──────── ВЫБРАННЫЙ ОТРЫВОК

Председатель Совета по исламской идеологии Мухаммад Хан Ширан, автор закона о «лёгком битье»
Жизнь, как известно, не стоит на месте. Вот и в Исламской Республике Пакистан произошли значимые изменения, которые были разрекламированы во многих англоязычных СМИ и в урезанном виде докатились до наших пенатов. Речь пойдет о рекомендации Исламского Совета, одного из совещательных органов при правительстве Пакистана (выносит решения о соответствии норм и законов исламскому вероучению), разрешить мужьям «слегка бить» своих жен, если они одеваются не так, как мужья хотят, отказывают им в сексе и тому подобное. Может показаться, что про эти положения рекомендации не написал только ленивый.

────────────────
──────── СОХРАНЁННЫЕ ДАННЫЕ

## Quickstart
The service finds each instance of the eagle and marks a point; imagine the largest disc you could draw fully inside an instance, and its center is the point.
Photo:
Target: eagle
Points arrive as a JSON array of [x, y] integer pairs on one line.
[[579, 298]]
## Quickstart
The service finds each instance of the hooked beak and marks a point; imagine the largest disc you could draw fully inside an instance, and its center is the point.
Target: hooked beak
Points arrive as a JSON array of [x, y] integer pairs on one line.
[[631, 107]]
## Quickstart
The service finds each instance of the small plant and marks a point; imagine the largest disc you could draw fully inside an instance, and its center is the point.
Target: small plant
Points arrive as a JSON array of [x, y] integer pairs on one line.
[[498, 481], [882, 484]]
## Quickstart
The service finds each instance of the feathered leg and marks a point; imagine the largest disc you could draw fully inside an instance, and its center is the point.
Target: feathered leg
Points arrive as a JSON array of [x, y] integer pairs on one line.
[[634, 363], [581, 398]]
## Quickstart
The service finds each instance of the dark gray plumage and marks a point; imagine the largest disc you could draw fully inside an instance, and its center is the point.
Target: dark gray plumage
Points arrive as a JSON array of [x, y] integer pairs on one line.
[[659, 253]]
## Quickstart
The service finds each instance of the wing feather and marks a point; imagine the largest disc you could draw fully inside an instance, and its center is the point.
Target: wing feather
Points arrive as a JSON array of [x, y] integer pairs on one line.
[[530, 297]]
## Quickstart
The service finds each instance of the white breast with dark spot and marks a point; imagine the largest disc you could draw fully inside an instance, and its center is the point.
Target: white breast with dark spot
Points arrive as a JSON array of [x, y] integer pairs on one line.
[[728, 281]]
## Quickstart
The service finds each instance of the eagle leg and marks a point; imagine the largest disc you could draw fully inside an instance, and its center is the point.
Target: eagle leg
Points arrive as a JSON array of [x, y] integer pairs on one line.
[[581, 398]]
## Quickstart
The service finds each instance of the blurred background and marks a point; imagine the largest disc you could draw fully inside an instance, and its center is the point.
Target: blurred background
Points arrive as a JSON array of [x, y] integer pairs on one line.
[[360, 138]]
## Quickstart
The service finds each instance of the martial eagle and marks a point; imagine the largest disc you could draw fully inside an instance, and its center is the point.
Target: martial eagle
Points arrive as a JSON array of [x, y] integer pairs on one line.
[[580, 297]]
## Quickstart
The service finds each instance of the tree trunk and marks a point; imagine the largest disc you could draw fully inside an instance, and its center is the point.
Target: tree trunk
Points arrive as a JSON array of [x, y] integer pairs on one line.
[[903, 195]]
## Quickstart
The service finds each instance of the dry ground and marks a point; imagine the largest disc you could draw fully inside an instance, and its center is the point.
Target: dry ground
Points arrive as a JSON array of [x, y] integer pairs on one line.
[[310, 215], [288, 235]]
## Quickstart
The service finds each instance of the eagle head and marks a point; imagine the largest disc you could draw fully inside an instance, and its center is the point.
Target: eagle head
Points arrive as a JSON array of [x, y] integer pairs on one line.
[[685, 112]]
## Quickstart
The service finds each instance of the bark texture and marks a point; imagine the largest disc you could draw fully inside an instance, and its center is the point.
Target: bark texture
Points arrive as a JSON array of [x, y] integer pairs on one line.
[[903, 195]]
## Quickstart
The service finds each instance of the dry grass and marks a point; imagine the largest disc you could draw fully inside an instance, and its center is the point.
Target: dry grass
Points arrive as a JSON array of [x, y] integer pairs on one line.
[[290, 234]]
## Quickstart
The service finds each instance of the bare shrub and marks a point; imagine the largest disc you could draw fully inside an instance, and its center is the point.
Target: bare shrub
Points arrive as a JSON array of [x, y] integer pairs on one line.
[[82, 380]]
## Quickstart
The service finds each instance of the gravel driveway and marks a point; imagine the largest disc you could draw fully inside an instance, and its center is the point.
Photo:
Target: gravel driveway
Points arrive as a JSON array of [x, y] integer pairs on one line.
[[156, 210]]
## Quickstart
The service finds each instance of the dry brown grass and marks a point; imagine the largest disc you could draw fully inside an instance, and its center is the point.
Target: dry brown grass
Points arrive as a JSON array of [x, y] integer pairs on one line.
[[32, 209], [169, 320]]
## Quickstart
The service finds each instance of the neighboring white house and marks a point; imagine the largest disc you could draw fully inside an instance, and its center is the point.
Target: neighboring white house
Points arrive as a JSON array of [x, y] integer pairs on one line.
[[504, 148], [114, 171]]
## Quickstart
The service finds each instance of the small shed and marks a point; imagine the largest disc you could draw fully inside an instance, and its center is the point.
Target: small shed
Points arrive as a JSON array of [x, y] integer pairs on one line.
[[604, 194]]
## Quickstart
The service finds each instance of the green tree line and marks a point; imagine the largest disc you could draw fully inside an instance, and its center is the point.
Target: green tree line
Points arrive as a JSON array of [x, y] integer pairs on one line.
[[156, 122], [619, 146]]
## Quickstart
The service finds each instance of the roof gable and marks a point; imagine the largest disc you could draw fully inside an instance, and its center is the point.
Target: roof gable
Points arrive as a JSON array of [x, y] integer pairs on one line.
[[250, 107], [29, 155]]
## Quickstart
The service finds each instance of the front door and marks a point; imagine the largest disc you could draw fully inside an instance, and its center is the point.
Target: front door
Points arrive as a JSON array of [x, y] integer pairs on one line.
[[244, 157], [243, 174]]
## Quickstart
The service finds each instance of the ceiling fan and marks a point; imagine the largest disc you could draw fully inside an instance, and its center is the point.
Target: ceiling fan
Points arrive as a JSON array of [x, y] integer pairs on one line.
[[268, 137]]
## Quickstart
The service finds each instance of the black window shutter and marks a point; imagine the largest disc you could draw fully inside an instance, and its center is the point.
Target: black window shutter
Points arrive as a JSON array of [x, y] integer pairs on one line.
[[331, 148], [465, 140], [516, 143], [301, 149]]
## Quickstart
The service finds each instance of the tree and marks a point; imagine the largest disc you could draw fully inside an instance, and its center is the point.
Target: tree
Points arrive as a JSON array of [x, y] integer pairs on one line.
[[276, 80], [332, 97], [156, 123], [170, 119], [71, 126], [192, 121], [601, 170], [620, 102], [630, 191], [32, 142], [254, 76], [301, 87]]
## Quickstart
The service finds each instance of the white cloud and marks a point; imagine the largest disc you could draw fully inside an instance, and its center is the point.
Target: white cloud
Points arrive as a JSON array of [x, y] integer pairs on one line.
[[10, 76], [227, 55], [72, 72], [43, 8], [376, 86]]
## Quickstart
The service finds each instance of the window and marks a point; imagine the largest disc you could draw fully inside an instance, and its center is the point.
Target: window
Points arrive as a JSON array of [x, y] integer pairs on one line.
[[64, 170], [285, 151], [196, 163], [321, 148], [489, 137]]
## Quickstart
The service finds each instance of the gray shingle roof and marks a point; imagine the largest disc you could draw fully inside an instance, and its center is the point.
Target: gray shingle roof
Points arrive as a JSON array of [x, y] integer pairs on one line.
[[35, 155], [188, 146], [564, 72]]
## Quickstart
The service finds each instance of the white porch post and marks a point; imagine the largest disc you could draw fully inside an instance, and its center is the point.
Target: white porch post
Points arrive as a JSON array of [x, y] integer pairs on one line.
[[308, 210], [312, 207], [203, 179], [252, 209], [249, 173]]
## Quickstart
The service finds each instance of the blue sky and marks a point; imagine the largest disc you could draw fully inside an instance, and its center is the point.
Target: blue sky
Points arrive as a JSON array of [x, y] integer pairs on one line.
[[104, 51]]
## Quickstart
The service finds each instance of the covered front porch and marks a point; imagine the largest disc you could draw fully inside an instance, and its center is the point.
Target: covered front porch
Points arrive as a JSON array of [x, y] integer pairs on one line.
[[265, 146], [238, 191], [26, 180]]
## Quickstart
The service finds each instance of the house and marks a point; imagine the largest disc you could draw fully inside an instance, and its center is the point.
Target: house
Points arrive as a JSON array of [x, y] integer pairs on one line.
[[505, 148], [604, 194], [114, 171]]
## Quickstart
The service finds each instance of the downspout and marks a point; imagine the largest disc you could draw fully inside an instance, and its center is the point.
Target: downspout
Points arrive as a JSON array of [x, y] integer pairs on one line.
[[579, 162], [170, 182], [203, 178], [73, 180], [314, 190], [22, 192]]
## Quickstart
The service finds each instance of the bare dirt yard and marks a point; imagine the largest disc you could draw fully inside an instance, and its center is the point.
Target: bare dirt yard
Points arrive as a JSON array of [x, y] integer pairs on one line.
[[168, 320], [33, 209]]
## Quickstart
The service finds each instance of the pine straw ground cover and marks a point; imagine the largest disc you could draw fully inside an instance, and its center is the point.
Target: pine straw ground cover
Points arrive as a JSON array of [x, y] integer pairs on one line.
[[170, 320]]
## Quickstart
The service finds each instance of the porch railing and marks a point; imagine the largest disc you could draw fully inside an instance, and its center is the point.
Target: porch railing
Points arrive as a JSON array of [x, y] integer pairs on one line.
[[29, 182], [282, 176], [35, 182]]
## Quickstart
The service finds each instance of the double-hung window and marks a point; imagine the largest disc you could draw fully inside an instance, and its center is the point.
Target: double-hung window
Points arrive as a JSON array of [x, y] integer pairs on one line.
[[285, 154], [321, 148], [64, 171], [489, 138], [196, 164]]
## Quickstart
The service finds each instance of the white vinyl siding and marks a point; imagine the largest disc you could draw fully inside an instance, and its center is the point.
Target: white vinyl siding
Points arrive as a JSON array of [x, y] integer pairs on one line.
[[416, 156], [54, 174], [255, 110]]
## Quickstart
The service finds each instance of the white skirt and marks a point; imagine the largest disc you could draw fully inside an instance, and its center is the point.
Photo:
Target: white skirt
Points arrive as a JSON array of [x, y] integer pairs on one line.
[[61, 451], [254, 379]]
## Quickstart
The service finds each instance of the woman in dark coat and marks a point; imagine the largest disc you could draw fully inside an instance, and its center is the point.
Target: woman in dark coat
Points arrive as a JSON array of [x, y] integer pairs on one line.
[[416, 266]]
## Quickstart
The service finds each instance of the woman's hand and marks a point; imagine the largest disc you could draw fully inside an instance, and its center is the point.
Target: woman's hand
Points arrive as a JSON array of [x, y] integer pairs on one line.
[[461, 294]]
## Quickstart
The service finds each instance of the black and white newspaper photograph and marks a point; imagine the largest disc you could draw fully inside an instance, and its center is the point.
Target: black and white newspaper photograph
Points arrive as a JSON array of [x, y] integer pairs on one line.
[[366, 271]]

────────────────

ЧТО СДЕЛАТЬ:
#1 Можете преобразовать записи в таблицу Markdown со столбцами «№» и «Строка», пропустив пустые строки? Начните с первой строки записей и закончите строкой, где стоит "[[659, 253]]", включив её.
#2 Сможете продолжить заметку о рекомендации пакистанского Исламского совета разрешить мужьям «слегка бить» жён, начав сразу после её последнего предложения?
Текст и записи никак не связаны друг с другом.

СПИСОК ОТВЕТОВ:
#1
| № | Строка |
|---|---|
| 1 | ## Quickstart |
| 2 | The service finds each instance of the eagle and marks a point; imagine the largest disc you could draw fully inside an instance, and its center is the point. |
| 3 | Photo: |
| 4 | Target: eagle |
| 5 | Points arrive as a JSON array of [x, y] integer pairs on one line. |
| 6 | [[579, 298]] |
| 7 | ## Quickstart |
| 8 | The service finds each instance of the hooked beak and marks a point; imagine the largest disc you could draw fully inside an instance, and its center is the point. |
| 9 | Target: hooked beak |
| 10 | Points arrive as a JSON array of [x, y] integer pairs on one line. |
| 11 | [[631, 107]] |
| 12 | ## Quickstart |
| 13 | The service finds each instance of the small plant and marks a point; imagine the largest disc you could draw fully inside an instance, and its center is the point. |
| 14 | Target: small plant |
| 15 | Points arrive as a JSON array of [x, y] integer pairs on one line. |
| 16 | [[498, 481], [882, 484]] |
| 17 | ## Quickstart |
| 18 | The service finds each instance of the feathered leg and marks a point; imagine the largest disc you could draw fully inside an instance, and its center is the point. |
| 19 | Target: feathered leg |
| 20 | Points arrive as a JSON array of [x, y] integer pairs on one line. |
| 21 | [[634, 363], [581, 398]] |
| 22 | ## Quickstart |
| 23 | The service finds each instance of the dark gray plumage and marks a point; imagine the largest disc you could draw fully inside an instance, and its center is the point. |
| 24 | Target: dark gray plumage |
| 25 | Points arrive as a JSON array of [x, y] integer pairs on one line. |
| 26 | [[659, 253]] |

#2
Пакистан является страной, где до сих пор в среде теологов идут жаркие дискуссии о том, надо или нет наказывать длительным тюремным заключением за богохульство или же лучше, в целях исправления морали, сразу же отправлять «вероотступника» на тот свет. Но за внешней простотой рекомендации, за негативными и издевательскими рассуждениями читателей более богатых и развитых стран, стоит ожесточенная общественная борьба. Судьбоносная рекомендация была принята Советом после горячей дискуссии, когда из 3 из 19 присутствующих членов Совета отвергли ряд положений рекомендации. По «счастливой случайности», при обсуждении отсутствовала и единственный член Совета женского пола др.Самиха Рахиль Кази.
Будем считать, что это было чистой случайностью (по заявлениям членов Совета, она была в поездке в США).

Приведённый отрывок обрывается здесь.